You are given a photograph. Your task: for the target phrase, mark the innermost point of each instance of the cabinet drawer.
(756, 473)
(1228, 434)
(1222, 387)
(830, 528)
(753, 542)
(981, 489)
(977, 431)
──────────────────────────────
(Your task): Could you return all of the data exactly as written?

(Solution to the problem):
You are given a photograph. Your task: for the target phrase, mark the innermost point of each instance of the cabinet drawer.
(756, 473)
(1228, 434)
(1222, 387)
(830, 528)
(753, 542)
(981, 489)
(977, 431)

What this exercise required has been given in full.